TASK BRIEF:
Gather every line in the items below that contains the string "building" and copy each one. Case counts.

DATA FOR THIS EXERCISE:
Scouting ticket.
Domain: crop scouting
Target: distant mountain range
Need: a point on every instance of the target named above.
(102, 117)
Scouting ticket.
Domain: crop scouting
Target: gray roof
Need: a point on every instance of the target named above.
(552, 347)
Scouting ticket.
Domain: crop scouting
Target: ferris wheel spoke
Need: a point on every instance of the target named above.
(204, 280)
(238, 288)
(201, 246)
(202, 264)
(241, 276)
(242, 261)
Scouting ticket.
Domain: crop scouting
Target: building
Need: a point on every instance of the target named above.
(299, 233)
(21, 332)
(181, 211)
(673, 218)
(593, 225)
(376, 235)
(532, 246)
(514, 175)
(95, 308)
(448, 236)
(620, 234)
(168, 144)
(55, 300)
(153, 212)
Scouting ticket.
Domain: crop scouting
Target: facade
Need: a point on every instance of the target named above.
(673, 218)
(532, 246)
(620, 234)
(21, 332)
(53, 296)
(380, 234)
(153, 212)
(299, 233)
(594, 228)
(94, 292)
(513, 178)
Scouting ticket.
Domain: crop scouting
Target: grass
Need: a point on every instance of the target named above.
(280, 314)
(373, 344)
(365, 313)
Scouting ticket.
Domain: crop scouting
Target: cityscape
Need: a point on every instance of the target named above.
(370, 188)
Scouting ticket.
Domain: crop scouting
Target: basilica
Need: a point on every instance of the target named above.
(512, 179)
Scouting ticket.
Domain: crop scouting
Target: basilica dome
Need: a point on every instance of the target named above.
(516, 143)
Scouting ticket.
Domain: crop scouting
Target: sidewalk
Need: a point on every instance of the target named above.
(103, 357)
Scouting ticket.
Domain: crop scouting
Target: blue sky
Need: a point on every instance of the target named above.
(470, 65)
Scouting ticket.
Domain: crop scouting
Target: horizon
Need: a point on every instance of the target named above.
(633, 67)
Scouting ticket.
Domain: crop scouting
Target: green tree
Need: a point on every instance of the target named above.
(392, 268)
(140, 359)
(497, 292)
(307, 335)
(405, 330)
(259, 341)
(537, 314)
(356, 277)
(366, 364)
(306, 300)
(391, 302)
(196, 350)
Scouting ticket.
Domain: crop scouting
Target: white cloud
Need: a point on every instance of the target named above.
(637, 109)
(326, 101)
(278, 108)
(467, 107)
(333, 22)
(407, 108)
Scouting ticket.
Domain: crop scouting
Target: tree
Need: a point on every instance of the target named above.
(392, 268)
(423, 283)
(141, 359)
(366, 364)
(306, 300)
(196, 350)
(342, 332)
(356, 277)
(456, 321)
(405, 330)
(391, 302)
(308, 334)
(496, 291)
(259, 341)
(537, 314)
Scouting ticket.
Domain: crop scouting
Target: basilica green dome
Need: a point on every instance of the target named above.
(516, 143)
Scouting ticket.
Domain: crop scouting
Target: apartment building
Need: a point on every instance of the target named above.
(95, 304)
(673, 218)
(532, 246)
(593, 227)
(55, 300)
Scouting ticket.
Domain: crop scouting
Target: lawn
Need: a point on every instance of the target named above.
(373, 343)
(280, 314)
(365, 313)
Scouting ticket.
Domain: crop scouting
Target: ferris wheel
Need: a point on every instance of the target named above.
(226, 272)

EXERCISE ANSWER:
Target: building
Target: apartment building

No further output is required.